[Task description] Copy everything from the line containing "In this exercise you will work through the photo below, dropping" down to the end of the material, swapping "background crowd" for "distant crowd" and keeping all else unchanged. Leave the pictures out of your answer.
----------
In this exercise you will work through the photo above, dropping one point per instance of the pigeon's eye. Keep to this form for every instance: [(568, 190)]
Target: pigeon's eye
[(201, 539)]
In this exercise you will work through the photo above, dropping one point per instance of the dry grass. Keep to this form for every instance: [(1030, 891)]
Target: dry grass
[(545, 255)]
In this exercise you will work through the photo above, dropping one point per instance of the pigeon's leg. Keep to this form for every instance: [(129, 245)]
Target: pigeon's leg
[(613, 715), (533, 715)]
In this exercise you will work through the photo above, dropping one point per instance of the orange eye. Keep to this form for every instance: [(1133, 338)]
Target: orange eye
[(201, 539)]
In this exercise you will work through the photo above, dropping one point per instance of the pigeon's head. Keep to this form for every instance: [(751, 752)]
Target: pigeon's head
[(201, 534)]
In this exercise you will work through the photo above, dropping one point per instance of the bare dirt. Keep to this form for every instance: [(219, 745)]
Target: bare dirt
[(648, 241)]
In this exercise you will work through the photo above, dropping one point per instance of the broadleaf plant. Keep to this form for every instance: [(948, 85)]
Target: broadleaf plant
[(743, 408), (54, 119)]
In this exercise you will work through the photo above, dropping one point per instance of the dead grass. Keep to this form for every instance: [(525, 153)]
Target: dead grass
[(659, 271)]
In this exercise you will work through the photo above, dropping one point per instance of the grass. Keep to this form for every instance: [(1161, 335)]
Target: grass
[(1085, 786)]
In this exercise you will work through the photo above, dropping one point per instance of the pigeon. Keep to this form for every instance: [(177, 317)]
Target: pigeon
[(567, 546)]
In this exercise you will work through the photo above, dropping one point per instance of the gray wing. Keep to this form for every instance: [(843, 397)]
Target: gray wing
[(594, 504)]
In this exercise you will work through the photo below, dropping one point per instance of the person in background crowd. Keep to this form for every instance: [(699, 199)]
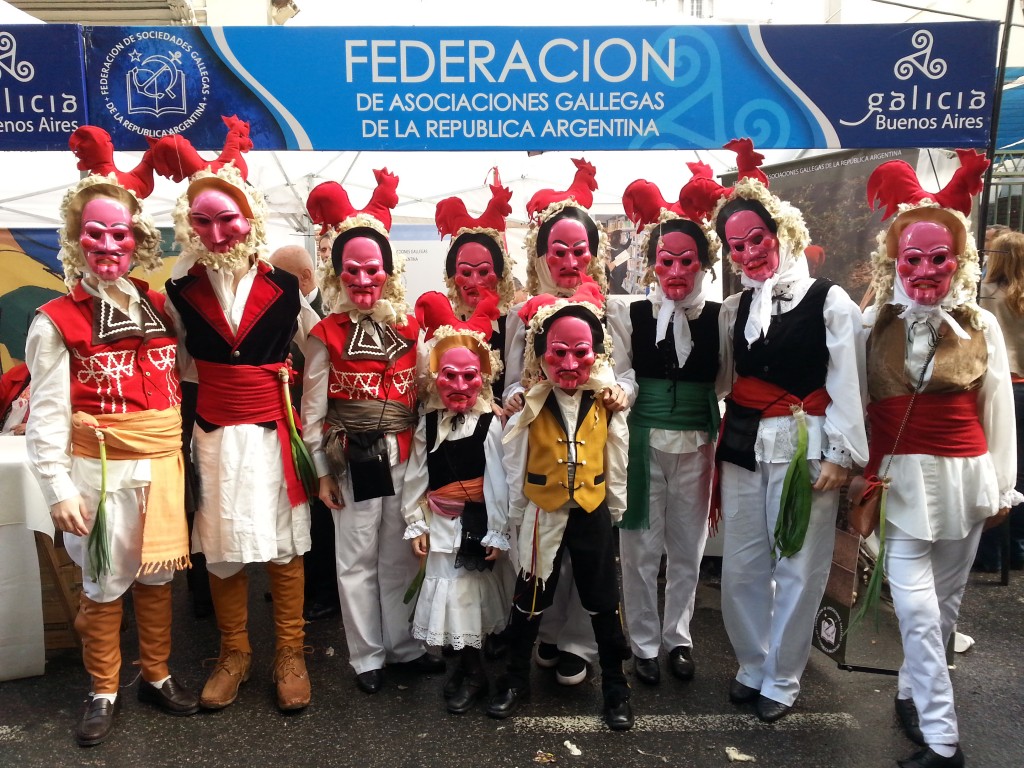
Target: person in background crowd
----------
[Response]
In this exercise you will work through the photo below, dropping one point per instance of the person in distant crowd. Keep to this form for every instance: [(699, 199)]
Target: person in distant crowd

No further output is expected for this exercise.